┌──

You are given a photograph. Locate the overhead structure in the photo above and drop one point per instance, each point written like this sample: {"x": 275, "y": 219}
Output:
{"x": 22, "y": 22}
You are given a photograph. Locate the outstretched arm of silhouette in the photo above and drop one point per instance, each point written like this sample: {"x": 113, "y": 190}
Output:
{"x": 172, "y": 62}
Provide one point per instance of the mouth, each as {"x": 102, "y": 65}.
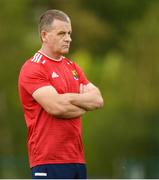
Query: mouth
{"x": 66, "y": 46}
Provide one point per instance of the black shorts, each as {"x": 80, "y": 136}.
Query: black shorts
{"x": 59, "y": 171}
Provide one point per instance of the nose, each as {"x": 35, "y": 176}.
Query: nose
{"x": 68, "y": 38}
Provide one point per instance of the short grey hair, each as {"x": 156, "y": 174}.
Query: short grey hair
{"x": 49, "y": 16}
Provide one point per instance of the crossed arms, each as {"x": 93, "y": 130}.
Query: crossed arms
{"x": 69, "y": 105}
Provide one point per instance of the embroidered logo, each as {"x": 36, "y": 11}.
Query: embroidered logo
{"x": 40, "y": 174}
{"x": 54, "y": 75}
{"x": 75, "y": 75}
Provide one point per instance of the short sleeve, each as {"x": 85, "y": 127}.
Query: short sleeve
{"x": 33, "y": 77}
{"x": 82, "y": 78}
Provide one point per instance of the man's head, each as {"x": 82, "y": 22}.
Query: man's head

└──
┌──

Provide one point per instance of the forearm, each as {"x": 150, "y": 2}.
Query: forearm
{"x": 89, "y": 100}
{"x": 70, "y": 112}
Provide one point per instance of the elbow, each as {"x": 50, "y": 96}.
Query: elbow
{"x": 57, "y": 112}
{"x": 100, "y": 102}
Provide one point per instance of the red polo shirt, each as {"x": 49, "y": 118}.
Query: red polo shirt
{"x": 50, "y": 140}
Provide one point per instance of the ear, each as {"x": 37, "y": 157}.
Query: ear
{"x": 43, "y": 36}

└──

THE TASK: Reproduce the data word for word, from the line containing "Provide one point per instance of the black" through the line containing "Query: man's head", including both of those lines.

THE SOLUTION:
Provide one point per instance of the black shorts, each as {"x": 80, "y": 136}.
Query: black shorts
{"x": 59, "y": 171}
Provide one point per instance of the nose, each as {"x": 35, "y": 176}.
Query: nose
{"x": 68, "y": 38}
Provide one point per instance of the short grey hair, each as {"x": 156, "y": 174}.
Query: short grey hair
{"x": 49, "y": 16}
Provide one point per instance of the crossed arms, each as {"x": 93, "y": 130}.
Query: crossed arms
{"x": 69, "y": 105}
Provide one point per instance of the embroidered logo, each as {"x": 36, "y": 11}.
Query: embroidered logo
{"x": 40, "y": 174}
{"x": 54, "y": 75}
{"x": 75, "y": 75}
Provide one point per instance of the short sleeve, each as {"x": 85, "y": 127}.
Query: short sleeve
{"x": 33, "y": 77}
{"x": 82, "y": 78}
Provide one point per instance of the man's head, each as {"x": 82, "y": 22}.
Query: man's head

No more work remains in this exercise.